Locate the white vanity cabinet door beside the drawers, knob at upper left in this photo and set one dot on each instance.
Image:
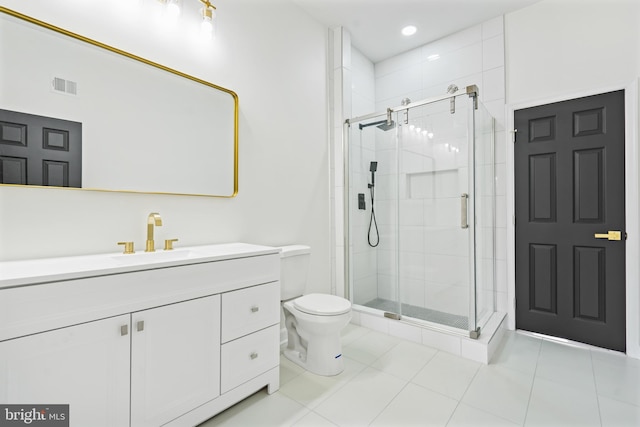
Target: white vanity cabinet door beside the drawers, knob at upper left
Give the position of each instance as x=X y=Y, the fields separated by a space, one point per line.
x=175 y=360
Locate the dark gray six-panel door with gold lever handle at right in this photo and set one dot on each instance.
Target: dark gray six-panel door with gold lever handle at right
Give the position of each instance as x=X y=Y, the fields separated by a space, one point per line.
x=569 y=196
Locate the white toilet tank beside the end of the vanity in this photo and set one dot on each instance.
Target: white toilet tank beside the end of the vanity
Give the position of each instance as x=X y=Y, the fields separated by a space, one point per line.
x=294 y=267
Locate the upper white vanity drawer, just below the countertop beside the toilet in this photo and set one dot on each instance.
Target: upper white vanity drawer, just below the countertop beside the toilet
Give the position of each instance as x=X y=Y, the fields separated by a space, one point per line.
x=247 y=310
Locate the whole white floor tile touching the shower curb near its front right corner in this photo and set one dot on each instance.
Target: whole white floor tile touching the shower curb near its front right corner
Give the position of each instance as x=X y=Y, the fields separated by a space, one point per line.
x=447 y=374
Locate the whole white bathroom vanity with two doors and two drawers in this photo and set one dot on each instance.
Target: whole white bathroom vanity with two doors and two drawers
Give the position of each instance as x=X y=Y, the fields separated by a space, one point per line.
x=147 y=345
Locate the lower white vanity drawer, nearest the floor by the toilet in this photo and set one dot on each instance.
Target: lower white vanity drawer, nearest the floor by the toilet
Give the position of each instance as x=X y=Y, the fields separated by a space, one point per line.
x=248 y=357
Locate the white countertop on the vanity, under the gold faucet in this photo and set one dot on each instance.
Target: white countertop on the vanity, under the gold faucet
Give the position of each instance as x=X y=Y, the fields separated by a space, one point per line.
x=46 y=270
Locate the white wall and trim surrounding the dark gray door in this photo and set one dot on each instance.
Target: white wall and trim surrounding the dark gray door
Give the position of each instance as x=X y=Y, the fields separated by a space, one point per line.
x=563 y=49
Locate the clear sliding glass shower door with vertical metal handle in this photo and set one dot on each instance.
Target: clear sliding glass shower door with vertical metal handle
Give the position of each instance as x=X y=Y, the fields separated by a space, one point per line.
x=435 y=228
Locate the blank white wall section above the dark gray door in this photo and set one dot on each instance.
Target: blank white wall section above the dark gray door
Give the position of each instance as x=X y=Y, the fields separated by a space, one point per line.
x=557 y=47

● ● ●

Where the data includes pictures, leave them out and write out everything else exactly.

**Answer section:**
Locate the white vanity cabinet door beside the drawers, knob at upper left in this photo and set one dot on each instance.
Image:
Target: white vanity cabinet door beside the drawers, knob at upper left
Give the position of each instance as x=X y=Y, the fields separated by a space, one point per line.
x=175 y=360
Locate the dark gray six-panel door with gold lever handle at right in this photo and set one dot on each instance.
Target: dark gray six-panel door with gold lever handle at right
Give the position of each instance as x=X y=Y, the fields separated by a space, one point per line.
x=569 y=196
Locate the white toilet tank beside the end of the vanity in this photo and set one dot on each instance.
Target: white toilet tank beside the end of the vanity
Give the position of each instance as x=X y=Y, the fields separated by a space, one point per line.
x=294 y=267
Locate the upper white vanity drawer, just below the countertop beside the toilet in this photo and set one dot on each instance.
Target: upper white vanity drawer, just below the countertop beside the toilet
Give the position of each instance as x=X y=Y, the fields separated by a space, one point per line.
x=247 y=310
Locate the whole white floor tile touching the shower curb near its front right corner in this photo and set one dot on each instance.
Target: whole white floor tile touching the shower curb near its front right corner
Give the position of each instance as x=X y=Y, the fields separated by a space, one point per line.
x=447 y=374
Locate the whole white bathroom vanity with two doors and two drawers in this photo and set one dot on each instance.
Target: whole white bathroom vanity with two doors and two drawers
Give the position of each instance as x=X y=Y, the fields separated by a space, one point per line.
x=147 y=345
Locate the lower white vanity drawer, nearest the floor by the toilet in this photo and set one dot on each instance.
Target: lower white vanity drawer, nearest the floor by the toilet
Give the position of each instance as x=X y=Y, the fields separated by a space, one point per line.
x=248 y=357
Locate the white countertop on the vanity, under the gold faucet in this photo and set one dot on each instance.
Target: white countertop on the vanity, under the gold faucet
Give the position of each instance as x=X y=Y, the fields separated by a space, one point per line.
x=46 y=270
Locate the white wall and trim surrounding the dark gray door in this photo and set one dot on each instance.
Target: white wall and trim surrounding the dark gray door
Give the position of each instance as x=X y=Y, the fields separated by a space, one point per line.
x=563 y=49
Locate the clear sliding glass shower door with vertical metal handle in this photo and set one dot on each instance.
Target: clear sliding glass shower door with vertical metal handle
Give the position of each instance as x=X y=Y, the fields separated by a space, one point per line.
x=435 y=228
Locate the blank white wall section above the dark gray door in this photo and set one dot on each instance.
Target: blank white wall section above the dark gray door
Give the position of each instance as x=X y=Y, the fields separated by a space, one point per line.
x=557 y=47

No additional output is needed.